MATERIAL FOR THE TASK:
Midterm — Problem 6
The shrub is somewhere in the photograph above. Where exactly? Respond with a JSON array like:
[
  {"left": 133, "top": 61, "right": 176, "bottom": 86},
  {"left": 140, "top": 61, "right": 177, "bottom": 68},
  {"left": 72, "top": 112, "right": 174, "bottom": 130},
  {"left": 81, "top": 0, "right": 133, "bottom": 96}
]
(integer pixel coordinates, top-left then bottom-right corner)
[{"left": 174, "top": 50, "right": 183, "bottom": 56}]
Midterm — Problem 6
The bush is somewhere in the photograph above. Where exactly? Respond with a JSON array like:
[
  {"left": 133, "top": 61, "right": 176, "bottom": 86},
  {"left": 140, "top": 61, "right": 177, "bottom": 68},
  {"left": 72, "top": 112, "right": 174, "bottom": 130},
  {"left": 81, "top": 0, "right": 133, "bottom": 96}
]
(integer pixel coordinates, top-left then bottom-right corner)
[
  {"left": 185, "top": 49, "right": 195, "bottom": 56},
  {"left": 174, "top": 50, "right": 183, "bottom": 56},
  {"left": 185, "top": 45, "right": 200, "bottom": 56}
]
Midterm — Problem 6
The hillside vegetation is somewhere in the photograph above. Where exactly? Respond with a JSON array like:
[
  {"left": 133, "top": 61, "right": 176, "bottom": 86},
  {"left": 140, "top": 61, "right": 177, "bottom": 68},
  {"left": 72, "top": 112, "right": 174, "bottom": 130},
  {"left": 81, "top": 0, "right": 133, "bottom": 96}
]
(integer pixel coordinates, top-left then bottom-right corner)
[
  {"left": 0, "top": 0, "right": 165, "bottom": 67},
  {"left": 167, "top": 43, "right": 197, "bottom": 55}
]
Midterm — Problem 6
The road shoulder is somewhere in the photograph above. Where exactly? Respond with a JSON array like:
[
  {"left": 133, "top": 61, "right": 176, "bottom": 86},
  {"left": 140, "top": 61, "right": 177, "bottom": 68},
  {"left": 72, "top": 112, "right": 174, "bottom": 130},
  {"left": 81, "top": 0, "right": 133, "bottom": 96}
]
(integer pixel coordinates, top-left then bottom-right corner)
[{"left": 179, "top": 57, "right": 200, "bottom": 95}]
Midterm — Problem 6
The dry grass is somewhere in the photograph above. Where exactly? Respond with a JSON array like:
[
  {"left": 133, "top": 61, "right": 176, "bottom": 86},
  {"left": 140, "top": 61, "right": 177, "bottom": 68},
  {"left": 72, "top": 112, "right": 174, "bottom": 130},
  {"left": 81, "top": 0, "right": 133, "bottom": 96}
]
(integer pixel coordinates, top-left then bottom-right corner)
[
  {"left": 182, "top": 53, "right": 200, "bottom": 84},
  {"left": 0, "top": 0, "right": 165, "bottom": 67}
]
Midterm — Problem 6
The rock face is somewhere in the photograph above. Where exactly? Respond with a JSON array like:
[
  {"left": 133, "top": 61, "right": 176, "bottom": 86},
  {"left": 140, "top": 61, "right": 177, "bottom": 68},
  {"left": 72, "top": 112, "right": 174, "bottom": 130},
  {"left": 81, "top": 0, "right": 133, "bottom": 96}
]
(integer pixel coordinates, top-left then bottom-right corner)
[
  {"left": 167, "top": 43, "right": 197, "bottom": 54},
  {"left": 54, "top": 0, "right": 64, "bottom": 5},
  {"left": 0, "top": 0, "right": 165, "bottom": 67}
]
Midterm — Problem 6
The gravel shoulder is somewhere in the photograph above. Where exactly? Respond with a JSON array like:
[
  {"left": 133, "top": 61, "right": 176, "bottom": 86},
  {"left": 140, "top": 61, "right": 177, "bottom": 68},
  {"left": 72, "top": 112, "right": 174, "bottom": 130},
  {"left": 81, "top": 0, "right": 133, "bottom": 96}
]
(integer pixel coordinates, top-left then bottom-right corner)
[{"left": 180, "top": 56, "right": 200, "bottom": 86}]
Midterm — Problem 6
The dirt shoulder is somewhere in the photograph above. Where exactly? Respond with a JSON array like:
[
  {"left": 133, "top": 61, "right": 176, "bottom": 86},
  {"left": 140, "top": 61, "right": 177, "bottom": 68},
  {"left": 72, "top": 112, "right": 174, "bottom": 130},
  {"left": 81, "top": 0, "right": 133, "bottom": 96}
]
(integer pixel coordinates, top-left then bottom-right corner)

TASK REQUIREMENTS: Report how many lines of the listing above contain the string "somewhere" and give only the number.

FULL SOLUTION: 8